In its recent decision in YKK USA, Inc., v. Safety Nat’l Cas. Corp.,
727 F.3d 782 (7th. Cir. 2013), the United States Court of Appeals for the Seventh Circuit had occasion to consider whether an employee’s common law claim for negligence against its employer qualified as a claim under “Employers’ Liability Laws” in order to satisfy an excess workers’ compensation policy’s insuring agreement.
TKK USA was named as a defendant in an underlying suit alleging negligence brought on behalf of a former employee who became ill and eventually died from mesothelioma. TKK gave timely notice of the lawsuit to its excess workers’ compensation carrier, Safety National. TKK retained primary responsibility for defending, settling, or paying claims up to $275,000 per occurrence. TKK incurred more than $400,000 in legal fees before it settled with the plaintiff in the underlying suit. Safety National denied coverage to TKK, taking the position that the claim of negligence in the underlying suit was not brought under “Workers’ Compensation or Employers’ Liability Laws,” but instead was a common law claim not covered under its policy.
The Safety National policy covered excess “Loss” sustained by TKK. The policy provided:
“Loss”—shall mean actual payments legally made by the EMPLOYER to Employees and their dependents in satisfaction of: (a) statutory benefits, (b) settlements of suits and claims, and (c) awards and judgments. “Loss” shall also include Claim Expenses, paid by the EMPLOYERS, as defined in Paragraph (2) of this section.”
“Claim Expenses” were central to the Court’s determination, and was defined as:
Interest upon awards and judgments and the reasonable costs of investigation, adjustment, defense, and appeal…of claims, suits or other proceedings brought against the EMPLOYER under the Workers’ Compensation or Employers’ Liability Laws [of Illinois] … for bodily injury or occupational disease … even though such claims, suits, proceedings or demands are wholly groundless, false, or fraudulent … .
The Safety National policy did not define the phrase “Workers’ Compensation or Employers’ Liability Laws”. Also relevant to the issue before the Court was the Illinois Workers’ Occupational Disease Act (“ODA”), a statute that provides the exclusive remedy for employees who contract workplace diseases (or suffered workplace injury), but bars common law claims. The ODA thus provided a complete defense for the common law negligence claims by the plaintiff. For reasons unknown, TKK failed to assert the affirmative defense in response to the claim.

Image point grounding data

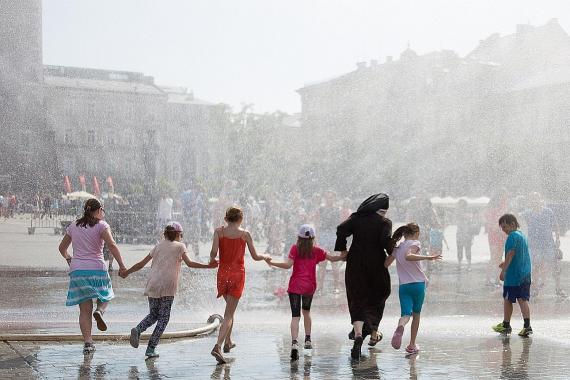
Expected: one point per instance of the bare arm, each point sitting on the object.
(413, 255)
(389, 260)
(340, 257)
(108, 238)
(284, 265)
(215, 247)
(252, 250)
(505, 264)
(138, 266)
(193, 264)
(65, 243)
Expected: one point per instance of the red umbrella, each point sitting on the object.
(110, 183)
(82, 181)
(96, 189)
(67, 184)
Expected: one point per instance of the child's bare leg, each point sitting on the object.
(102, 306)
(321, 271)
(225, 328)
(414, 329)
(336, 274)
(228, 340)
(307, 321)
(295, 328)
(403, 320)
(525, 309)
(86, 320)
(507, 310)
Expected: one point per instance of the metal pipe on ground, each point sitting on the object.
(213, 321)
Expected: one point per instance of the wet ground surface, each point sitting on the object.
(455, 336)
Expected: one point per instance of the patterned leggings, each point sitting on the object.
(159, 313)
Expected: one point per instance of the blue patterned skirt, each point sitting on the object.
(85, 285)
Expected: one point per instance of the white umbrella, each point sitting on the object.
(78, 195)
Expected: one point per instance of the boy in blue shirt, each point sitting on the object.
(516, 274)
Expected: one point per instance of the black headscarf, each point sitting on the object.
(372, 204)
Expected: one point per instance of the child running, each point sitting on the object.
(230, 241)
(516, 274)
(88, 275)
(162, 283)
(303, 257)
(412, 281)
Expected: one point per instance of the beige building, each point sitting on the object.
(59, 120)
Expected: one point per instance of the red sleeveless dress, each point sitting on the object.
(231, 270)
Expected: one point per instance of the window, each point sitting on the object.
(91, 137)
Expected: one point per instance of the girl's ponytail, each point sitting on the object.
(398, 234)
(405, 230)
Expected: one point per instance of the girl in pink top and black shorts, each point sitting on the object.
(303, 257)
(413, 281)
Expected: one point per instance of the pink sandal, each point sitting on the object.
(411, 350)
(397, 337)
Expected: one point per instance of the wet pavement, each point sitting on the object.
(455, 336)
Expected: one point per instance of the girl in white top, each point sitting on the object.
(412, 281)
(166, 257)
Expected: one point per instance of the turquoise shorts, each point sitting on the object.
(412, 298)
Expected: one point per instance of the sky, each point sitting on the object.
(261, 51)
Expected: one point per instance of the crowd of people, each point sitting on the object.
(363, 239)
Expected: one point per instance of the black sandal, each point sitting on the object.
(228, 347)
(372, 341)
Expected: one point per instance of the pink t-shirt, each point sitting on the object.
(87, 246)
(408, 271)
(165, 269)
(304, 277)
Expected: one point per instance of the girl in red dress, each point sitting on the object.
(230, 241)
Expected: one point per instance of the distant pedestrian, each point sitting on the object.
(412, 279)
(467, 229)
(230, 241)
(303, 257)
(544, 243)
(496, 238)
(162, 284)
(516, 273)
(88, 276)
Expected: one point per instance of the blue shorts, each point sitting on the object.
(512, 293)
(412, 297)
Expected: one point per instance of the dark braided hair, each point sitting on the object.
(88, 219)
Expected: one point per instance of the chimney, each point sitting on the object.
(360, 65)
(524, 28)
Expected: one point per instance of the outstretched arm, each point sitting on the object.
(413, 255)
(215, 246)
(108, 238)
(65, 243)
(284, 265)
(252, 250)
(138, 266)
(340, 257)
(194, 264)
(389, 260)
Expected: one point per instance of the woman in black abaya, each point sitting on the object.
(367, 280)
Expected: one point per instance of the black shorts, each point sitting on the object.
(296, 300)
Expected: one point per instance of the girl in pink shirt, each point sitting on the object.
(88, 276)
(412, 281)
(167, 257)
(303, 257)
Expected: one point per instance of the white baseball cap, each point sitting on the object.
(306, 231)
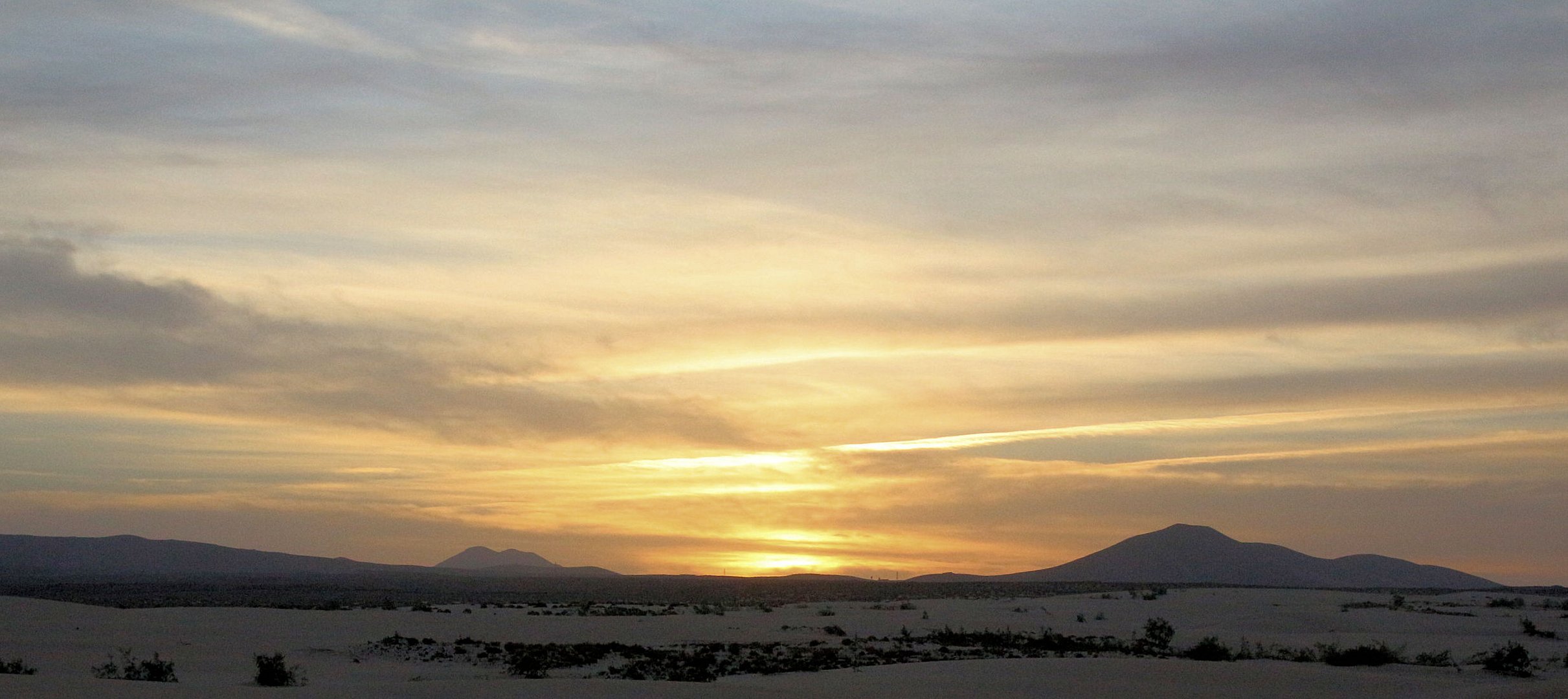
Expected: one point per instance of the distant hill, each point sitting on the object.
(134, 555)
(478, 557)
(1189, 554)
(110, 555)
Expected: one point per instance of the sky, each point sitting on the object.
(788, 285)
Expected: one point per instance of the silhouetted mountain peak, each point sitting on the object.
(1194, 554)
(1184, 535)
(482, 557)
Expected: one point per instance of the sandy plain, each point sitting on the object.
(212, 649)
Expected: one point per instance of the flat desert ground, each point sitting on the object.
(212, 649)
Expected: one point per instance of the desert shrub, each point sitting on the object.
(1532, 630)
(1509, 660)
(273, 671)
(16, 668)
(1365, 654)
(134, 668)
(1158, 634)
(1209, 649)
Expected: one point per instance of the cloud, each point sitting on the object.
(65, 326)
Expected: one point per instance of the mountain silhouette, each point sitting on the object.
(134, 555)
(478, 557)
(1191, 554)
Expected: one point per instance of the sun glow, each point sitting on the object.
(775, 563)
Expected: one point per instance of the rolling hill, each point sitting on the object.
(1189, 554)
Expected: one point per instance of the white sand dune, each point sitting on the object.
(214, 648)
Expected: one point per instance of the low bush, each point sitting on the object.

TASKS TO CARRY OUT –
A – According to the case summary, what three kinds of payments to employees and their dependents count as "Loss" under the Safety National policy?
B – Reproduce the part of the case summary that opens with the words containing "In its recent" and closes with "policy’s insuring agreement.".
C – Take the case summary further from where it stops.
The lines above are separate material, unrelated to the case summary.

ANSWERS –
A –
1. Statutory benefits
2. Settlements of suits and claims
3. Awards and judgments

B –
In its recent decision in YKK USA, Inc., v. Safety Nat’l Cas. Corp.,
727 F.3d 782 (7th. Cir. 2013), the United States Court of Appeals for the Seventh Circuit had occasion to consider whether an employee’s common law claim for negligence against its employer qualified as a claim under “Employers’ Liability Laws” in order to satisfy an excess workers’ compensation policy’s insuring agreement.

C –
Safety National argued that because the ODA provided the only form of recovery for the claims in the underlying lawsuit, and the lawsuit did not request relief under the ODA, the costs of defending and settling the lawsuit did not qualify as a “Loss sustained by the EMPLOYER because of liability imposed on upon the EMPLOYER by the Workers’ Compensation or Employers’ Liability Laws” of Illinois. TKK countered that the underlying claims for loss fit within the coverage grant for claims under “Workers’ Compensation or Employers’ Liability Laws.” TKK argued further that the fact that it had an affirmative defense available did not have an effect on coverage under the Safety National policy because the policy provided coverage for “claims, suits, proceedings or demands” that were “wholly groundless, false, or fraudulent.”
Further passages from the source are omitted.